DIRECTIONS FOR THIS TASK >>
Search the records for lines with the word "below" and copy each match.

━━ RECORDED INFORMATION

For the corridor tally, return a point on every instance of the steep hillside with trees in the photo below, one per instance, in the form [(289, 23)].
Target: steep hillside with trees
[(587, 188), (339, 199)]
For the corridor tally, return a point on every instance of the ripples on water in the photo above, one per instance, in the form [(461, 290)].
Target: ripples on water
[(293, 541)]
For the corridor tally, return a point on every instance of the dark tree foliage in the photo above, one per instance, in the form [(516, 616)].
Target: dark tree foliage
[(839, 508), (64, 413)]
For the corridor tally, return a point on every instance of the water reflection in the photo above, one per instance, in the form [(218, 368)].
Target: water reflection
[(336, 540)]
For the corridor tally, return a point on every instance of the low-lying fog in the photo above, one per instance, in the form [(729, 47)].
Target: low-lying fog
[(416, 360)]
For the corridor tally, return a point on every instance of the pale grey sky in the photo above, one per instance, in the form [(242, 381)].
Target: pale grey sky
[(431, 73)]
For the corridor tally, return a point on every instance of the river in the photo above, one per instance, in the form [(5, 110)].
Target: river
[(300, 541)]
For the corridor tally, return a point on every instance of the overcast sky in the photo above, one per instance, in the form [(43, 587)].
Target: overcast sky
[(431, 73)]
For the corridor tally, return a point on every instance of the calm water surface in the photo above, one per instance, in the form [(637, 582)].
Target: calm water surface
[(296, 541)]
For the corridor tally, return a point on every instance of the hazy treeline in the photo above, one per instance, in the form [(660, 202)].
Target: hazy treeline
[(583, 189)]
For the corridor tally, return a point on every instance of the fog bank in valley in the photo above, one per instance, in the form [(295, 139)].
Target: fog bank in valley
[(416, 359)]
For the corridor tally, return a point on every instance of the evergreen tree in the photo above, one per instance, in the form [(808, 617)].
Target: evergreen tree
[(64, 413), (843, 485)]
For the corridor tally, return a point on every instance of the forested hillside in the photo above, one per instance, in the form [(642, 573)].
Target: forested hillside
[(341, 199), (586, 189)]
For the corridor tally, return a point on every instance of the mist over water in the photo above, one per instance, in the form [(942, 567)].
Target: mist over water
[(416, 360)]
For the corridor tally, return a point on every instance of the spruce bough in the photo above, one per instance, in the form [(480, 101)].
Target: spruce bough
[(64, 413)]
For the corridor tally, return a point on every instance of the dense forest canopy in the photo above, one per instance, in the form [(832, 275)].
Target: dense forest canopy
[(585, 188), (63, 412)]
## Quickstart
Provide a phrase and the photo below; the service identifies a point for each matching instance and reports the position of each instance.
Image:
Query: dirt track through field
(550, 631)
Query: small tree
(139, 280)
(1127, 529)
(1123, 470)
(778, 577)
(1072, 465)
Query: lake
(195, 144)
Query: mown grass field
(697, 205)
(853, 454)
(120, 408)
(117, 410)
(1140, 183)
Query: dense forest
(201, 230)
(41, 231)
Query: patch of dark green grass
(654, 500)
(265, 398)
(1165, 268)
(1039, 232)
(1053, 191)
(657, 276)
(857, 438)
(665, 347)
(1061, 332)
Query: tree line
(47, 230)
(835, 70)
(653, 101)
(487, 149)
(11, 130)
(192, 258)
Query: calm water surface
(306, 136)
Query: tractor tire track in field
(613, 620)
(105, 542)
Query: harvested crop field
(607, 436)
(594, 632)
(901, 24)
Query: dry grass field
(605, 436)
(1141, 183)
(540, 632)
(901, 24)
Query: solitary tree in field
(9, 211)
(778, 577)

━━━━

REPLY TO THE TASK >>
For the corridor tally, return a point on every instance of the steep hillside with trees in the photo below, one per instance, in the form [(289, 23)].
Provide a phrase and the photo below; the service identifies a point for each matching instance and reports the position of each instance.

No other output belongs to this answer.